Work required
Copy the records below exactly. Include all of them.

──────── Working data

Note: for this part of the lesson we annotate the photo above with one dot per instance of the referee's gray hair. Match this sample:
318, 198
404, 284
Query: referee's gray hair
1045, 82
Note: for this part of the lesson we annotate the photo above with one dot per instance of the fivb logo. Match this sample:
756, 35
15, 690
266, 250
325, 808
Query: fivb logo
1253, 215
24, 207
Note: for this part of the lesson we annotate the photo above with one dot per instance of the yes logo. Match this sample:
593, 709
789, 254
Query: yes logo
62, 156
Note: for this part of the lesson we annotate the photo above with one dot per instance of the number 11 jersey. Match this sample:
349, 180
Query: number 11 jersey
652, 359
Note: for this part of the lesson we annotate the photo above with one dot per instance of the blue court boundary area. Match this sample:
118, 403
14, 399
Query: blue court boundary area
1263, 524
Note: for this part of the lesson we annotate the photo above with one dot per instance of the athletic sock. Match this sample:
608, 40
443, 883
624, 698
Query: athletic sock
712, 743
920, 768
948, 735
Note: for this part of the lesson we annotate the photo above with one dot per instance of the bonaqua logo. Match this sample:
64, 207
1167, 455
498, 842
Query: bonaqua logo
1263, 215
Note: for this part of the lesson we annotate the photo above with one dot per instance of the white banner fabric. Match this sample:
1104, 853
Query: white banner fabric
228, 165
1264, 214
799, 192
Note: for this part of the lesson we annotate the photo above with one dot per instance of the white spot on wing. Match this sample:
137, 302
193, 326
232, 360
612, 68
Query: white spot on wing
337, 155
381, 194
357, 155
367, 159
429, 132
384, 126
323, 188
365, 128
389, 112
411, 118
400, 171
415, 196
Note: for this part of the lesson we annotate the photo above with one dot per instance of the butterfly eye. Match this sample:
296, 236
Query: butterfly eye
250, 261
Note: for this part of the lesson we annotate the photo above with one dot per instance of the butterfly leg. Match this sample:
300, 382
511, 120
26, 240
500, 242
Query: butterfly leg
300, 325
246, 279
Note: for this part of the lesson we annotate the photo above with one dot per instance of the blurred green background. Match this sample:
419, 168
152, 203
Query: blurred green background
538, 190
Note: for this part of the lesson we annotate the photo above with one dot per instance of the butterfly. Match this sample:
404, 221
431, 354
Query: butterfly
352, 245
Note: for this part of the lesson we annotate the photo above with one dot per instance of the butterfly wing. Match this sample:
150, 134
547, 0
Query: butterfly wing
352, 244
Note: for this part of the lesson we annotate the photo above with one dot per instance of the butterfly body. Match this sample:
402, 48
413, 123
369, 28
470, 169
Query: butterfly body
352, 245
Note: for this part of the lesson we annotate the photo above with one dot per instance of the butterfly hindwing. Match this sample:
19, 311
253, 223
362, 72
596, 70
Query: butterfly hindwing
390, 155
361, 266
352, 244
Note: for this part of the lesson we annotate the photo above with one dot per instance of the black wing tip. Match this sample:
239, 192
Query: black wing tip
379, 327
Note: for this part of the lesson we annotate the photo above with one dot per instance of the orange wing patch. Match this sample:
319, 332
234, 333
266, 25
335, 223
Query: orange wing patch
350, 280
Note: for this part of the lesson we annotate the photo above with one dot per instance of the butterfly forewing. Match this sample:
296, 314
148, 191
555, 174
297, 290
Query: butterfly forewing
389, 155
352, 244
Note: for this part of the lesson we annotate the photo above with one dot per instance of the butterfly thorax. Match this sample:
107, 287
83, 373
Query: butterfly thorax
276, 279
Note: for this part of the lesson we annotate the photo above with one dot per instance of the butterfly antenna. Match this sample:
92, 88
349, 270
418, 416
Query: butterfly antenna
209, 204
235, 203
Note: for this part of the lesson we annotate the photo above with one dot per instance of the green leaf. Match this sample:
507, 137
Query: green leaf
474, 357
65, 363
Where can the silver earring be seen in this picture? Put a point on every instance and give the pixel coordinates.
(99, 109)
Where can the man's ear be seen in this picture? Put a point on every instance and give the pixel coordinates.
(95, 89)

────────────────

Answer section
Note: for this part of the lesson we annotate the photo above with one dot per instance of the referee's gray hair. Match this sample:
318, 198
404, 284
Query: referee's gray hair
1045, 82
Note: for this part of the lesson we annotate the photo above with one dot per instance of the fivb logo. Match this sample:
756, 35
15, 690
266, 250
325, 808
Query: fivb logo
1253, 215
24, 207
Note: for this part of the lesson we annotate the photo above with one dot per instance of the yes logo. Match this sample:
593, 709
789, 254
Query: yes logo
62, 156
Note: for this part of the lesson we annotate the photo above with one dot per instance of the number 11 jersey. Match this sample:
349, 180
Query: number 11 jersey
652, 359
Note: for this part of the lesson we annotate the photo above with one dot per instance of the blue court boundary area. Match this sample:
118, 403
14, 399
Query: blue court boundary area
1263, 524
Note: for this part of the lesson we annotate the photo above with one dot per instance of the athletic sock. Match this sample:
608, 40
443, 883
624, 698
Query: athletic sock
712, 743
920, 768
948, 735
Note: for this part of the lesson we annotate the photo above with one dot per instance of the bonaqua logo. Match this sample:
64, 207
1167, 455
498, 842
Query: bonaqua logo
1263, 215
Note: for this part of the lesson we annotate the photo above with one dot per instance of the white banner fabric. Match this sample:
1104, 853
Query: white banner fabric
228, 165
1264, 214
799, 192
Note: for this part of the lesson we annotate the photo above with one dot per instance of the white spot on wing. Match this sample:
137, 302
193, 326
232, 360
612, 68
Query: white spot on wing
337, 155
381, 194
357, 155
367, 159
429, 132
384, 126
323, 188
365, 128
389, 112
411, 118
400, 171
415, 196
Note: for this part of the lesson we annotate the photo above with one dot per instance of the butterfly eye. Match this sample:
296, 236
Query: butterfly eye
250, 261
Note: for this part of the lesson we annotate the photo above with one dot per instance of the butterfly leg. Match this sample:
300, 382
511, 120
26, 240
500, 242
Query: butterfly leg
300, 325
246, 279
Note: for this part of the lesson we annotate the photo above with one dot per instance of the blurred green background. Match this sample:
419, 168
152, 203
Query: blurred green background
538, 190
Note: for this part of the lesson we annotate the photo above with one dot per instance of the butterfly. Match this sample:
404, 221
431, 354
Query: butterfly
352, 245
Note: for this part of the lesson we annotate the photo above with one dot per instance of the butterfly wing. Match this sample:
150, 134
547, 0
Query: butterfly wing
352, 244
Note: for this part of the lesson we annotate the photo above with one dot per instance of the butterfly body. Match this sample:
402, 48
413, 123
369, 28
470, 169
Query: butterfly body
352, 245
Note: for this part of the lesson we annotate the photo above with one dot per instance of the butterfly hindwing. Match this sample:
19, 311
253, 223
362, 72
596, 70
Query: butterfly hindwing
390, 155
361, 266
352, 244
Note: for this part of the lesson we annotate the photo above with one dot per instance of the black wing tip. Match this sample:
239, 192
Query: black wing tip
379, 327
Note: for this part of the lesson we annotate the photo above with one dot per instance of the orange wing patch. Match this sample:
319, 332
234, 333
266, 25
335, 223
Query: orange wing patch
350, 280
Note: for this part of the lesson we annotate the photo above with one dot per instance of the butterfly forewing. Match this sample:
296, 314
148, 191
555, 174
297, 290
Query: butterfly forewing
389, 155
352, 244
Note: for this part of the lesson we annotate the photo above with one dot per instance of the butterfly thorax. Match this sample:
107, 287
83, 373
Query: butterfly thorax
276, 279
Note: for this part of the lesson we annotate the photo above with one dot per instance of the butterfly antenna. Match this sample:
92, 88
349, 270
418, 416
Query: butterfly antenna
209, 204
235, 203
Note: for this part of the lesson we annotate the photo above with one dot per instance of the green leaf. Match this sample:
507, 137
Query: green leaf
474, 357
65, 363
Where can the silver earring be seen in this picture? Put a point on every instance and give the pixel coordinates.
(99, 109)
Where can the man's ear be seen in this picture? Put a point on every instance and give the pixel coordinates.
(95, 89)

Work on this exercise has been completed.